Short exercise => Pick out every line in the records below that contains the word "jeep" and copy each one in full.

---------- Exercise material

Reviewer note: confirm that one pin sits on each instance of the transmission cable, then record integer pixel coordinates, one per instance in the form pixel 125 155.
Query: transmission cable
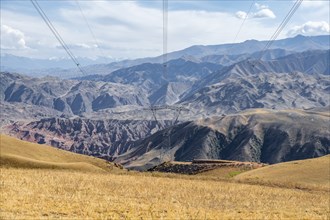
pixel 242 24
pixel 286 19
pixel 165 27
pixel 57 35
pixel 89 28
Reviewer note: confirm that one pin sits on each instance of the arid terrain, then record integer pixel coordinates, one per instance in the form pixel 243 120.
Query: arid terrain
pixel 34 191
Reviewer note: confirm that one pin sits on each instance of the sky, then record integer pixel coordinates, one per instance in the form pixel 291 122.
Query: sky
pixel 122 29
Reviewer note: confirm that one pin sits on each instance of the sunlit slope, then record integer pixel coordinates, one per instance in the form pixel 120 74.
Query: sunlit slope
pixel 22 154
pixel 308 173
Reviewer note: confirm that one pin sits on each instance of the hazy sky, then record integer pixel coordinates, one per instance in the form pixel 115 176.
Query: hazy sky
pixel 132 29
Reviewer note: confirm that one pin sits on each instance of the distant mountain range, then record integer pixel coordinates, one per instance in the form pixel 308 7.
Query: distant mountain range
pixel 224 54
pixel 240 104
pixel 299 80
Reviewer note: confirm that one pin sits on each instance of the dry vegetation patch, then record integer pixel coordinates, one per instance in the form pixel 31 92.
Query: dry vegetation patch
pixel 306 174
pixel 22 154
pixel 42 193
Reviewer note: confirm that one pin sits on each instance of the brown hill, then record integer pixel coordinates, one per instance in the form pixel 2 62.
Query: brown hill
pixel 22 154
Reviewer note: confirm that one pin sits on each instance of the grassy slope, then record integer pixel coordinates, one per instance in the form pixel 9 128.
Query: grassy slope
pixel 40 193
pixel 22 154
pixel 309 173
pixel 61 193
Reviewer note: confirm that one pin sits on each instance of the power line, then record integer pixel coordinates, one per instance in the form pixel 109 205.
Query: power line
pixel 57 35
pixel 89 28
pixel 241 26
pixel 165 27
pixel 279 29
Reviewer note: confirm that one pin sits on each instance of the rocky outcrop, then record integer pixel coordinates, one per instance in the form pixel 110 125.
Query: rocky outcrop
pixel 258 136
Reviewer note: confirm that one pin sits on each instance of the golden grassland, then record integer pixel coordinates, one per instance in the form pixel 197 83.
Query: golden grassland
pixel 309 174
pixel 22 154
pixel 56 192
pixel 42 193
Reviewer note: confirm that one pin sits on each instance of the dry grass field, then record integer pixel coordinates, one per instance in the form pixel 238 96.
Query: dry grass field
pixel 22 154
pixel 309 174
pixel 55 192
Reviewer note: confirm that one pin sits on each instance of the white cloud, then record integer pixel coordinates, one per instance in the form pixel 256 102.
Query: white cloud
pixel 125 29
pixel 263 11
pixel 241 14
pixel 12 38
pixel 314 4
pixel 310 28
pixel 260 6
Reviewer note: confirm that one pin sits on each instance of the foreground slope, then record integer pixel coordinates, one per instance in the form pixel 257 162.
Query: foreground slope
pixel 22 154
pixel 310 172
pixel 44 194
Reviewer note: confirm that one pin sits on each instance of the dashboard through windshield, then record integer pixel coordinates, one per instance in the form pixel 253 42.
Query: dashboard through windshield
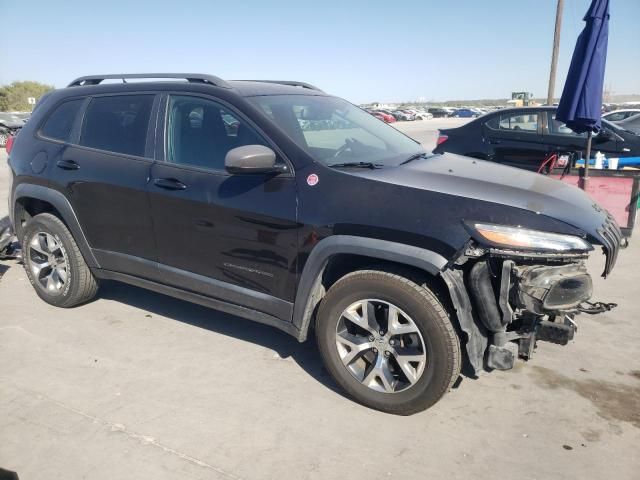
pixel 337 133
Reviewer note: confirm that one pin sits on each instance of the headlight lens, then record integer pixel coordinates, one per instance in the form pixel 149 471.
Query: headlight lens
pixel 517 237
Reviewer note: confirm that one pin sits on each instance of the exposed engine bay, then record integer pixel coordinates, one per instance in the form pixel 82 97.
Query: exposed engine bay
pixel 516 298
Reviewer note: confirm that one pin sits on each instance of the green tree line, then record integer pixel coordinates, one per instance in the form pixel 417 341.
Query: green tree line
pixel 15 97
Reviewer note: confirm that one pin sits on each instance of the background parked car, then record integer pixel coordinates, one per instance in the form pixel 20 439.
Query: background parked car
pixel 439 112
pixel 10 124
pixel 387 117
pixel 523 137
pixel 420 115
pixel 378 115
pixel 631 124
pixel 619 115
pixel 402 116
pixel 465 113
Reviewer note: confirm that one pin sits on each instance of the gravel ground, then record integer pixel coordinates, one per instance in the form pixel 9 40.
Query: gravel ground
pixel 139 385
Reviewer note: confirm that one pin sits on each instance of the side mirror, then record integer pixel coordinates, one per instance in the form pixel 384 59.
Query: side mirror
pixel 252 159
pixel 604 136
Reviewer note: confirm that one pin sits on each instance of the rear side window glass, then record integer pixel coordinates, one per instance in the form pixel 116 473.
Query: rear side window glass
pixel 60 123
pixel 117 124
pixel 200 132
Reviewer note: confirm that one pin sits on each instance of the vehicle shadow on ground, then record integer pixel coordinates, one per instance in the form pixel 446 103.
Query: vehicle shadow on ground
pixel 306 354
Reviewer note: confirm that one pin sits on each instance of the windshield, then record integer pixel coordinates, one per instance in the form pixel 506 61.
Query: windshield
pixel 335 132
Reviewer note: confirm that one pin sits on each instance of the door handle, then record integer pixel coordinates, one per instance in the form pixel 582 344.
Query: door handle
pixel 67 165
pixel 169 183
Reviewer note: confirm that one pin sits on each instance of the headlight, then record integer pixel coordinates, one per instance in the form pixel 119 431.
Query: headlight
pixel 517 237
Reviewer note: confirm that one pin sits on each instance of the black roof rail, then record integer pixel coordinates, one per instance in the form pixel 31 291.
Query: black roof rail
pixel 190 77
pixel 291 83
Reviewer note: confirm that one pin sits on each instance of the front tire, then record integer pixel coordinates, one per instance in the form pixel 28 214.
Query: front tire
pixel 54 264
pixel 388 342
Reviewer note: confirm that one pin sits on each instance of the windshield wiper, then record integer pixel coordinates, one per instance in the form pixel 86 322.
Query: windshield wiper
pixel 357 165
pixel 415 156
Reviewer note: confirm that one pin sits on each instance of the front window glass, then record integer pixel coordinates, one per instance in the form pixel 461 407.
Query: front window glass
pixel 557 127
pixel 333 131
pixel 525 122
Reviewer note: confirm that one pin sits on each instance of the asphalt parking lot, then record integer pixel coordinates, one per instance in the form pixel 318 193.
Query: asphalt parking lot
pixel 139 385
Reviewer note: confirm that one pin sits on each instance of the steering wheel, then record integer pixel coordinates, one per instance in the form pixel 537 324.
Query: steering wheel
pixel 349 143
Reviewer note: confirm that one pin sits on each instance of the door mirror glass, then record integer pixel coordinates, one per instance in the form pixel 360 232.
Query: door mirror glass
pixel 252 159
pixel 604 136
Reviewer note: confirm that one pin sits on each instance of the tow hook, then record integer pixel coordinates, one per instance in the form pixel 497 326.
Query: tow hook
pixel 593 308
pixel 557 333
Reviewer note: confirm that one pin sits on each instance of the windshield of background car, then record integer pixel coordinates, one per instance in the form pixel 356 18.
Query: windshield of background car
pixel 334 131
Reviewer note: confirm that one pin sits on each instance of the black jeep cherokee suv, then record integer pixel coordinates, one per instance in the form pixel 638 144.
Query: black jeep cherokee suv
pixel 279 203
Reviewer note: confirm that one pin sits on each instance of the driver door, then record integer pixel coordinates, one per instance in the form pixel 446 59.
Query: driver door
pixel 226 236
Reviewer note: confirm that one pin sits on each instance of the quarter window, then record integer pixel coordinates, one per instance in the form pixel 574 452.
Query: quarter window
pixel 60 123
pixel 200 132
pixel 522 122
pixel 117 123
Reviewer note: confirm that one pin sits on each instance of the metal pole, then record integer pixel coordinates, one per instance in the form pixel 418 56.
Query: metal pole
pixel 554 55
pixel 585 178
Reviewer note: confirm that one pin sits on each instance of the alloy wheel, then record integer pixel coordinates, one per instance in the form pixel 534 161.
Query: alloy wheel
pixel 48 262
pixel 380 346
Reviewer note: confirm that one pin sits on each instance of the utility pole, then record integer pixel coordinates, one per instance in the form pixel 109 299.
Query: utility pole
pixel 554 56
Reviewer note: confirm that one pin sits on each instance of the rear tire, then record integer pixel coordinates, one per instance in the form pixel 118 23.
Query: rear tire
pixel 54 264
pixel 420 312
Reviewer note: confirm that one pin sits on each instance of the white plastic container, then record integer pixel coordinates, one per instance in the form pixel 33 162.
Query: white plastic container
pixel 599 160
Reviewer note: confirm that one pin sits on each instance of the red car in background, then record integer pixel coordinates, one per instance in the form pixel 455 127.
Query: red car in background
pixel 385 117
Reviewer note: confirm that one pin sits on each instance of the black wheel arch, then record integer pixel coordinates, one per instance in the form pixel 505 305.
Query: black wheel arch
pixel 362 251
pixel 45 199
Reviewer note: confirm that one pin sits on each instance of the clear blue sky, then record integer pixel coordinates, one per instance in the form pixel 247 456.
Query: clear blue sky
pixel 388 50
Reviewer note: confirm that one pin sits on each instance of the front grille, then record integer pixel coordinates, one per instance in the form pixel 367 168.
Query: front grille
pixel 611 239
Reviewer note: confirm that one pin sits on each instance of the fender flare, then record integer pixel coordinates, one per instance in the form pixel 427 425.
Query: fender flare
pixel 62 205
pixel 310 290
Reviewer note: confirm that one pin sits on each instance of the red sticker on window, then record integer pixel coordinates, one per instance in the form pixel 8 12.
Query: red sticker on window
pixel 312 180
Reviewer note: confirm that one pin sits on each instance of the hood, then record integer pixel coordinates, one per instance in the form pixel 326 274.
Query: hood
pixel 491 182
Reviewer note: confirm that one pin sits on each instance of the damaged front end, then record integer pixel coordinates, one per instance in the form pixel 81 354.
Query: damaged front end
pixel 512 287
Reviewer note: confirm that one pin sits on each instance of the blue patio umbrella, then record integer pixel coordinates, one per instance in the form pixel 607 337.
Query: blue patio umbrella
pixel 580 105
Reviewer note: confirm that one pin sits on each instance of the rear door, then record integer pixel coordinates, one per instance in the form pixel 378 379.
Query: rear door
pixel 104 174
pixel 227 236
pixel 515 139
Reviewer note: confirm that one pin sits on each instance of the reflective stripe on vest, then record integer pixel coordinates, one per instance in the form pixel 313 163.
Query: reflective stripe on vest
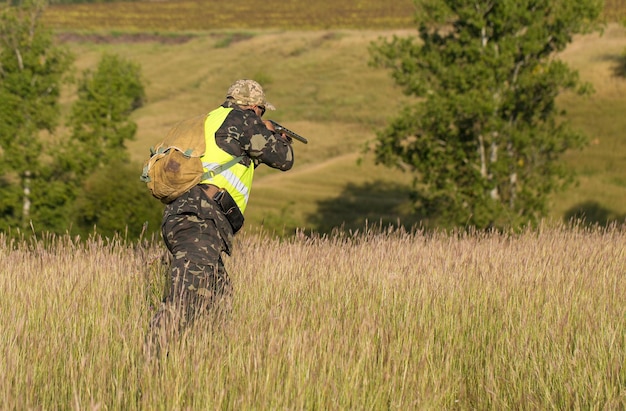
pixel 237 179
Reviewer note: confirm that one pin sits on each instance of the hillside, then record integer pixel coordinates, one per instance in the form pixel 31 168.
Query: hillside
pixel 324 90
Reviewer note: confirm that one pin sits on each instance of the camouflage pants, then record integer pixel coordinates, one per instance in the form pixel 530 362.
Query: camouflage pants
pixel 196 233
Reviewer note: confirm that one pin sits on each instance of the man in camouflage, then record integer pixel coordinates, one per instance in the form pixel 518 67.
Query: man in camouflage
pixel 196 229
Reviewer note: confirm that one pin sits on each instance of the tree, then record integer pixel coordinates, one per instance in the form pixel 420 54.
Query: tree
pixel 32 70
pixel 484 136
pixel 110 195
pixel 100 119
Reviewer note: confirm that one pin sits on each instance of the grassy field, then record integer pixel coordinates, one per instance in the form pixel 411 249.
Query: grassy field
pixel 378 320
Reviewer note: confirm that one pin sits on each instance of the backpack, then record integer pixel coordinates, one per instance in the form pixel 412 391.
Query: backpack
pixel 175 164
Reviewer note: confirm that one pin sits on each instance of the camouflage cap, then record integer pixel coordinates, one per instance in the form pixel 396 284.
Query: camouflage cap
pixel 248 93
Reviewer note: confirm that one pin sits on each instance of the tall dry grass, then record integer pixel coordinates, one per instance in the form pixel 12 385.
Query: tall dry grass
pixel 374 320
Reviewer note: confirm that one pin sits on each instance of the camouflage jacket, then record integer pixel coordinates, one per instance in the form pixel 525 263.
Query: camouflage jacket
pixel 244 133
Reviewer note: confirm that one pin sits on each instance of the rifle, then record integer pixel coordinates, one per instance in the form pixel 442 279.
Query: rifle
pixel 288 133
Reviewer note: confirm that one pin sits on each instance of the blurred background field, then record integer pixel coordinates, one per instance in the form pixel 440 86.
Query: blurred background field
pixel 325 91
pixel 313 61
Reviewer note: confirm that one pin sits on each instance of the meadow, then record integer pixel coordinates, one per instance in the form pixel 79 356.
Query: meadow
pixel 380 319
pixel 325 90
pixel 369 317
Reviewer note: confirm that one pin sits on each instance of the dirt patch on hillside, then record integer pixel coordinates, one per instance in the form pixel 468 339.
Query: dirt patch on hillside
pixel 123 38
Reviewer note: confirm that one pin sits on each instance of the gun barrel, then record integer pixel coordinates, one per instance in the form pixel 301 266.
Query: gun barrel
pixel 289 133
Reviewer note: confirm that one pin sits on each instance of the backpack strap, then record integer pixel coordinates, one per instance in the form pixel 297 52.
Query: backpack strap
pixel 212 173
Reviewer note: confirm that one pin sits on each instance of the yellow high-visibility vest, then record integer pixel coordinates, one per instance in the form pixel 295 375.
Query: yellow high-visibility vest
pixel 218 164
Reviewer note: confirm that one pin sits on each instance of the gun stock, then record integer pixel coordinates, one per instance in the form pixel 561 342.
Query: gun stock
pixel 289 133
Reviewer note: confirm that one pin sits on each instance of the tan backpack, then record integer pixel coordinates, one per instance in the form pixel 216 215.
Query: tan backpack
pixel 175 165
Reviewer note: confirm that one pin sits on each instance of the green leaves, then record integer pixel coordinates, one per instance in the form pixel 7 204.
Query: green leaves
pixel 485 137
pixel 100 119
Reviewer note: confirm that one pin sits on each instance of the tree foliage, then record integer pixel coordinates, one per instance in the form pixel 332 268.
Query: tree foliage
pixel 484 135
pixel 100 118
pixel 66 183
pixel 32 69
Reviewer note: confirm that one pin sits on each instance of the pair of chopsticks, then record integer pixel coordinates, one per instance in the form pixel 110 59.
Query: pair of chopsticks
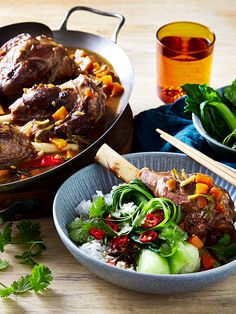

--------------------

Response =>
Reviewer note: confirm that one pin sits on each instance of the black jeep cherokee suv, then record integer pixel coordinates, one per instance in the form pixel 638 144.
Query: black jeep cherokee suv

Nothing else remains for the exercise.